[Entries shown]:
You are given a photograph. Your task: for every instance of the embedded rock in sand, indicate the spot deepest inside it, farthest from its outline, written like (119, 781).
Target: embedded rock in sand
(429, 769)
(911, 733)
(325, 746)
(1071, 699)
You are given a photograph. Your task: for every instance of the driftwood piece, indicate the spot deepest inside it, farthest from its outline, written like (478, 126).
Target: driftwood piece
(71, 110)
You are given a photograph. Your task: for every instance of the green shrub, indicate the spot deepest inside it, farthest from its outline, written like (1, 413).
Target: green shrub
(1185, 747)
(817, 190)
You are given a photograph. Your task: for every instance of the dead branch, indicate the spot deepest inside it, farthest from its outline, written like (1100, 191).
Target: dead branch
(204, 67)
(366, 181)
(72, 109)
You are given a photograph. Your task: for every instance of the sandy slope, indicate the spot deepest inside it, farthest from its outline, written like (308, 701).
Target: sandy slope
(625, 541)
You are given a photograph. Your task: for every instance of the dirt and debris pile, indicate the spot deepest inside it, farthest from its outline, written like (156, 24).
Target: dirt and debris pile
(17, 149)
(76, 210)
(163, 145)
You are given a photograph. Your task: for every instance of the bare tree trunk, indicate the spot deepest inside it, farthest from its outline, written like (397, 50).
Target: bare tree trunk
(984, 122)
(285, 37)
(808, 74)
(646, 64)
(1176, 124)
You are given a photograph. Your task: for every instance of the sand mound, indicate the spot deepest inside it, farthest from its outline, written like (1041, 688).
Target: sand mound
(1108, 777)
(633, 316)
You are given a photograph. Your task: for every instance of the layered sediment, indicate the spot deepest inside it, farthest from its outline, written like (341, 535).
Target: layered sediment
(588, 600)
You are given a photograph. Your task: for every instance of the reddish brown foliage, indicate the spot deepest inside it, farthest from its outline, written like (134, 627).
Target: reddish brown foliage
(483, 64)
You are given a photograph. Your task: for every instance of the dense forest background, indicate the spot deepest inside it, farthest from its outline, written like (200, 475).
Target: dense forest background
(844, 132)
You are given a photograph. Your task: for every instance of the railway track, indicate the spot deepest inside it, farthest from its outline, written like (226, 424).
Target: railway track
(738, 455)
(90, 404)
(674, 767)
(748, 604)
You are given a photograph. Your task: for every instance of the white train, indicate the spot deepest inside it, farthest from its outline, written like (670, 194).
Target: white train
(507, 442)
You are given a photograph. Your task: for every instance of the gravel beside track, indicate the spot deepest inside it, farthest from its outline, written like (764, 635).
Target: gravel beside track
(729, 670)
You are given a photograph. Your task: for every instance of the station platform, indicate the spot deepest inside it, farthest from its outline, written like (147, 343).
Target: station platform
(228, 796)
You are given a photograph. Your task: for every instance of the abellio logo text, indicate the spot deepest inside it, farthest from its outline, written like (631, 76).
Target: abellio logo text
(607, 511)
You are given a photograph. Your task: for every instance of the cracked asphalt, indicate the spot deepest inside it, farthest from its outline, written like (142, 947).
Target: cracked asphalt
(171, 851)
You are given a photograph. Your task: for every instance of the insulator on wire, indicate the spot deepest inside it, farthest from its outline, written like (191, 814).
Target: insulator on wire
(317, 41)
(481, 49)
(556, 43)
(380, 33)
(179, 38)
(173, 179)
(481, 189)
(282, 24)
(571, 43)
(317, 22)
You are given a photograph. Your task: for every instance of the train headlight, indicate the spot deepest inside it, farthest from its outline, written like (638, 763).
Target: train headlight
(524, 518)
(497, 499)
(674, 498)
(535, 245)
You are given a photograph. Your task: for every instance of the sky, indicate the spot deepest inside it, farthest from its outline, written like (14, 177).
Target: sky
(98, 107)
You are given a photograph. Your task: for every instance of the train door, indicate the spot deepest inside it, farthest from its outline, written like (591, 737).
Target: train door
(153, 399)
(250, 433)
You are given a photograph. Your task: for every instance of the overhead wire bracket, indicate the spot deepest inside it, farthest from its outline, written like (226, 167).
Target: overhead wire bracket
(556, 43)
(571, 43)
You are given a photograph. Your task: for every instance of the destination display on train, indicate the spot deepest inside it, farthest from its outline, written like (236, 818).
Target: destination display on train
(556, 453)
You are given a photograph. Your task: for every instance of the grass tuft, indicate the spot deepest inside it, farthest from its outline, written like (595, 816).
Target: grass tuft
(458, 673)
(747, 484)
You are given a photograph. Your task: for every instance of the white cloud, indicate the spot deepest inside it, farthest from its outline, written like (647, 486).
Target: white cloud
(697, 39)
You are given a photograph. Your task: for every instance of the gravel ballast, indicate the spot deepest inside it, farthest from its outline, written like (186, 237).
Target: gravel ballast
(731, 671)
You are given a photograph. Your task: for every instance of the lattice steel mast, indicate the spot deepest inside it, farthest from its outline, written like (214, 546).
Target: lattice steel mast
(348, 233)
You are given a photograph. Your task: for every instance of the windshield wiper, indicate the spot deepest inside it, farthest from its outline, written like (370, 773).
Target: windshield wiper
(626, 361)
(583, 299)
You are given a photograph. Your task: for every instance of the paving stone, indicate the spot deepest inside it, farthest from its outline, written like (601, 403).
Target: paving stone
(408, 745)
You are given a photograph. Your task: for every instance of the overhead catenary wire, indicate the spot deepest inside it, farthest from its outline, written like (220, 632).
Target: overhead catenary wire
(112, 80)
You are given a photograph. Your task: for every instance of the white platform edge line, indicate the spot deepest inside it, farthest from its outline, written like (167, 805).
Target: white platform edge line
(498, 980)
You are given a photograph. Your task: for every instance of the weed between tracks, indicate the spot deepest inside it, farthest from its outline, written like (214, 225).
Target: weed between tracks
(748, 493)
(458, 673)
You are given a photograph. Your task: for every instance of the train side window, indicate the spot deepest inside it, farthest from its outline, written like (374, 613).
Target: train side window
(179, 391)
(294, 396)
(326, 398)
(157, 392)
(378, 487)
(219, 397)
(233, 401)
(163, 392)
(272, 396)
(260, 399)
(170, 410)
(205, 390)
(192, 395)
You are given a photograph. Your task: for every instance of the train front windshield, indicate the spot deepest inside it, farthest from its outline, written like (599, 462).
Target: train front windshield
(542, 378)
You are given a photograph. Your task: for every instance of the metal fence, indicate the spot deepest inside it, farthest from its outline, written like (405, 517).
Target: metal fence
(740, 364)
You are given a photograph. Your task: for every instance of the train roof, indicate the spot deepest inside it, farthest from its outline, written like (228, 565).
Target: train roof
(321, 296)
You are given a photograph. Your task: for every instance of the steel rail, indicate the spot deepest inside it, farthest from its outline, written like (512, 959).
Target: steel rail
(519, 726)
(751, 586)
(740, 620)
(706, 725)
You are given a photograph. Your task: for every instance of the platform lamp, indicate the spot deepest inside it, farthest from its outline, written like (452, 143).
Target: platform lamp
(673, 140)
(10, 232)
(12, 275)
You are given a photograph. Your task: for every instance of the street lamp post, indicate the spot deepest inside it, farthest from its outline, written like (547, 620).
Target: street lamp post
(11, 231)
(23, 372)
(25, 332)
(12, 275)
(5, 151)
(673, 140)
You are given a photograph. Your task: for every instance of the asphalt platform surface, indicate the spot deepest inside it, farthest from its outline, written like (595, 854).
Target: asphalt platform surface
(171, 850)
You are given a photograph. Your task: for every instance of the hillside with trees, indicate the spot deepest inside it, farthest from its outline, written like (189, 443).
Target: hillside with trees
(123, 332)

* * *

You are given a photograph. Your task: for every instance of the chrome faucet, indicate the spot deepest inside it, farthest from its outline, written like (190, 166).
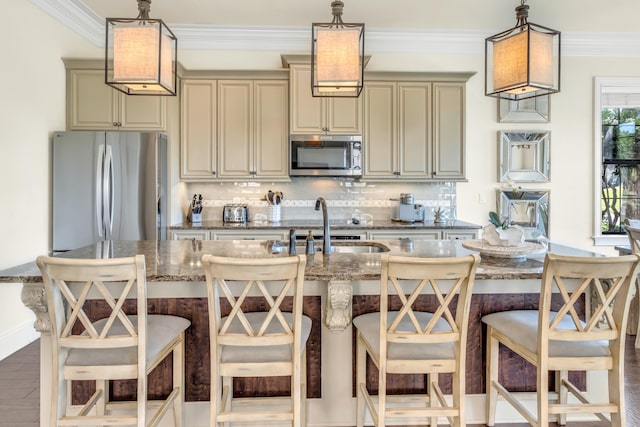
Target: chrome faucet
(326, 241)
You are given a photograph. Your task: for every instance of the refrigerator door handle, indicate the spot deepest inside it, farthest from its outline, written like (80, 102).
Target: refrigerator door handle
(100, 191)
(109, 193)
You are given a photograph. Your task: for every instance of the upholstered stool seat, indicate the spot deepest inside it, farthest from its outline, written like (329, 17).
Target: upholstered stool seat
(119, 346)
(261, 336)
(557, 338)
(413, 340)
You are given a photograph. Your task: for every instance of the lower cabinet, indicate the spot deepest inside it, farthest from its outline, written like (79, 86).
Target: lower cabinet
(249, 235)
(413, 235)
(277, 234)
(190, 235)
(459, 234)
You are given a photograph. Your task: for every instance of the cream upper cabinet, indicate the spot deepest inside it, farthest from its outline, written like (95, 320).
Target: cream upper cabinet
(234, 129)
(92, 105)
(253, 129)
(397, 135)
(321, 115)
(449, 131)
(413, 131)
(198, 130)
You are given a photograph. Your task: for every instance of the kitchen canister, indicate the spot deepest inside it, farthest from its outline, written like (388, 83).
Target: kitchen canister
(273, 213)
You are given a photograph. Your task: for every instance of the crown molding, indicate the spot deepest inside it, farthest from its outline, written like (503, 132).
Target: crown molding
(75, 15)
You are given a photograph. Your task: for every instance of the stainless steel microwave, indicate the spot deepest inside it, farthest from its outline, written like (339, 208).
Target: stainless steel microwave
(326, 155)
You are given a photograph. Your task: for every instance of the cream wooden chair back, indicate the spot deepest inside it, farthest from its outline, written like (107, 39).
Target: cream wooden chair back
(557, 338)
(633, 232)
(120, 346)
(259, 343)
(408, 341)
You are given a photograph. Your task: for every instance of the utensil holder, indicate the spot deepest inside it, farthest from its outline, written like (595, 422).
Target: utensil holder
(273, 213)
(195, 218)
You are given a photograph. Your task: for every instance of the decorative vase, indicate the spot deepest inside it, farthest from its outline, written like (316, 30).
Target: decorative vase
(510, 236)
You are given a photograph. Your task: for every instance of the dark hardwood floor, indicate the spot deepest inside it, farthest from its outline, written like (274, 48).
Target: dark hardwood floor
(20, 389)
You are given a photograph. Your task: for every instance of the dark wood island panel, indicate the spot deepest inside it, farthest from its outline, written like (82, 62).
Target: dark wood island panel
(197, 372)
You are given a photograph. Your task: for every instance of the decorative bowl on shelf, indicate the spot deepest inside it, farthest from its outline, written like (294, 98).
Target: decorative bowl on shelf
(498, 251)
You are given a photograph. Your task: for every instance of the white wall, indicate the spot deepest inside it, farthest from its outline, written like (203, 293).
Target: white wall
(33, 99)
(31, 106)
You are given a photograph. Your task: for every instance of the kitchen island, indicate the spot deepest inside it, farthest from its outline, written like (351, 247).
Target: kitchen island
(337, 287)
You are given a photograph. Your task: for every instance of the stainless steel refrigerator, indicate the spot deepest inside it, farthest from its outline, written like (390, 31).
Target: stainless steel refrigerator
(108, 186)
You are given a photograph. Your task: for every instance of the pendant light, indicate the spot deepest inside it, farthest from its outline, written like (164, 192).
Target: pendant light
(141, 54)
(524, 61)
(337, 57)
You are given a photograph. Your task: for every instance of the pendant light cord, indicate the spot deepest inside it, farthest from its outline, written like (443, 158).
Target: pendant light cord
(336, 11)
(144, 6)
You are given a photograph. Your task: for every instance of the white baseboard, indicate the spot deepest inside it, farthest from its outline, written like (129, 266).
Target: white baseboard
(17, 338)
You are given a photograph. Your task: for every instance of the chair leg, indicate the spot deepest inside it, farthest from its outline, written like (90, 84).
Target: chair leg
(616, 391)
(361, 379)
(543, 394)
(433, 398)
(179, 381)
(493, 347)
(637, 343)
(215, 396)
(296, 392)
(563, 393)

[What needs to be done]:
From the entries above, return exactly the line containing "like (397, 50).", the line containing "like (764, 635).", and all lines between, and nothing else.

[Result of this exercise]:
You are given a photograph. Your task: for every instance of the bare tree trunk, indicate the spot deepest inside it, farthest from its outline, written like (397, 50).
Target: bare tree trunk
(984, 122)
(285, 37)
(808, 74)
(646, 64)
(1176, 124)
You are given a photograph. Your task: for every instance of the sand mound, indicate the spot deepest inside it, farthest from its outline, written like (1041, 688).
Target: sand mound
(1108, 777)
(633, 316)
You are given a photograph. Your task: for every instance of the layered sediment, indicate the spot deepest inside it, farthest from its outline, written like (341, 535).
Target: layered sediment
(588, 600)
You are given a photograph. Your task: for every instance of the reddish brown foliage, indicate the spot deepest inside it, farthest from its outline, written like (134, 627).
Target: reddish brown foliage
(483, 64)
You are given a photograph. Your task: for every instance of the dense forest background, indicate the spot deepest inside it, farthest from its outline, written like (200, 475).
Target: dense forest background
(844, 132)
You are given a photograph. Your task: for every instance of the railway track, indicate the spot deepest inside it, farthest from its outline, written like (226, 424).
Target: railway track
(738, 455)
(90, 404)
(674, 767)
(748, 604)
You are given a photograph. Your task: for every instance of the white train, indicate the spot deepest inside it, farthest from its outline, written like (670, 194).
Target: white train
(507, 442)
You are given a photograph. Your task: for every instance of the gravel beside track, indicate the spot deepest inside it, farthest from its outline, written like (764, 635).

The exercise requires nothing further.